> **Texte présenté**
-.-.-

Archives de catégorie : dîners ou repas privés

casual Friday 19/03 – les vins vendredi, 19 mars 2010

Champagne Dom Ruinart blanc de blancs 1990

Champagne Maurice d’Arhanpé à Mareuil sur Ay 1942

Champagne Mumm Cordon Rouge 1959

Chateauneuf-du-Pape blanc Chapoutier 1977

Château Mouton-Rothschild 1972

Château Gruaud Larose Sarget 1921

Château illisible (Montrose ou Lynch Bages) vers 1900 (estimé Beychevelle par des décrypteurs habiles)

Beaune rouge Bouchard Père & Fils 1955

Chambertin Clos de Bèze Pierre Damoy 1961

Chateau d’Yquem 1969

déjeuner au restaurant Gérard Besson – photos vendredi, 19 mars 2010

Le menu conçu par Gérard Besson est composé avec pour objectif de mettre en valeur les vins :

Pomme de terre Pompadour truffes, andouillette varoise

Gâteau de topinambour, ris de veau, truffe

Lieu jaune, asperges du Lubéron

Crépinette de cochon de lait

Gigot d’agneau de lait, coco Tarbais, truffe de Bourgogne

Tourte de caneton rouennaise

Long bec

Tarte confite, tarte à l’orange, cédrats et mignardises.

mes verres et l’impression finale de la table (la photo ne montre pas la densité des verres sur table)

déjeuner au Yacht Club de France mercredi, 17 mars 2010

C’est un nouveau déjeuner au Yacht Club de France, dans la belle salle de réception. Le directeur est un amoureux de cuisine et de vins, et fait tout pour nous plaire. Le ris de veau n’est pas extraordinaire, mais les filets de sole aux gambas rattrapent largement la mise.

Le Château Talbot 1998 a une belle structure solide. Son nez est profond, typé, de grande expression.

Le Château Rauzan Gassies 1998 est très différent. Il a plus de rondeur, de fruit, de grâce. Il est très Margaux. Le Talbot est plus profond et le Rauzan-Gassies est plus charmeur. Les deux vins sont bons et montrent que 1998, sans exubérance, se boit bien.

Entre les deux rouges, nous avons intercalé un bourgogne blanc, un Vougeot premier cru les Cras domaine Bertagna 2007 qui est une belle surprise, car je ne l’attendais pas si gouleyant.

Comme à chacun de nos repas, les conscrits refont le monde dans l’amitié.

Déjeuner à l’Arpège mardi, 16 mars 2010

Lorsque Cédric est apparu à l’un de mes dîners, son amour du vin, sa compétence, ses envies ont immédiatement enfanté une amitié coup de foudre. Nous avons bâti mille plans pour goûter le plus extrême, le plus subtil et le plus charmant. Un petit pépin de santé a mis un frein à ces projets et Cédric m’a demandé un an de répit. Au terme de sa pause sabbatique, je l’appelle pour des retrouvailles. Il me dit : « rendez-vous chez Alain Passard. Je t’invite et tu apportes le vin ».

-.-.-

> **Données fournies**
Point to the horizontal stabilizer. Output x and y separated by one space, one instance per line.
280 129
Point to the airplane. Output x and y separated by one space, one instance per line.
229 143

-.-.-

> **Exercices proposés**
1. Relevez tous les champagnes cités dans le texte présenté, en indiquant le millésime de chacun.
2. Selon le texte présenté, dans quelle salle du Yacht Club de France s'est tenu le déjeuner du mercredi 17 mars 2010 ?

> **Liste des réponses**
1.
- Champagne Dom Ruinart blanc de blancs 1990
- Champagne Maurice d'Arhanpé à Mareuil sur Ay 1942
- Champagne Mumm Cordon Rouge 1959

2. Le déjeuner s'est tenu dans la belle salle de réception.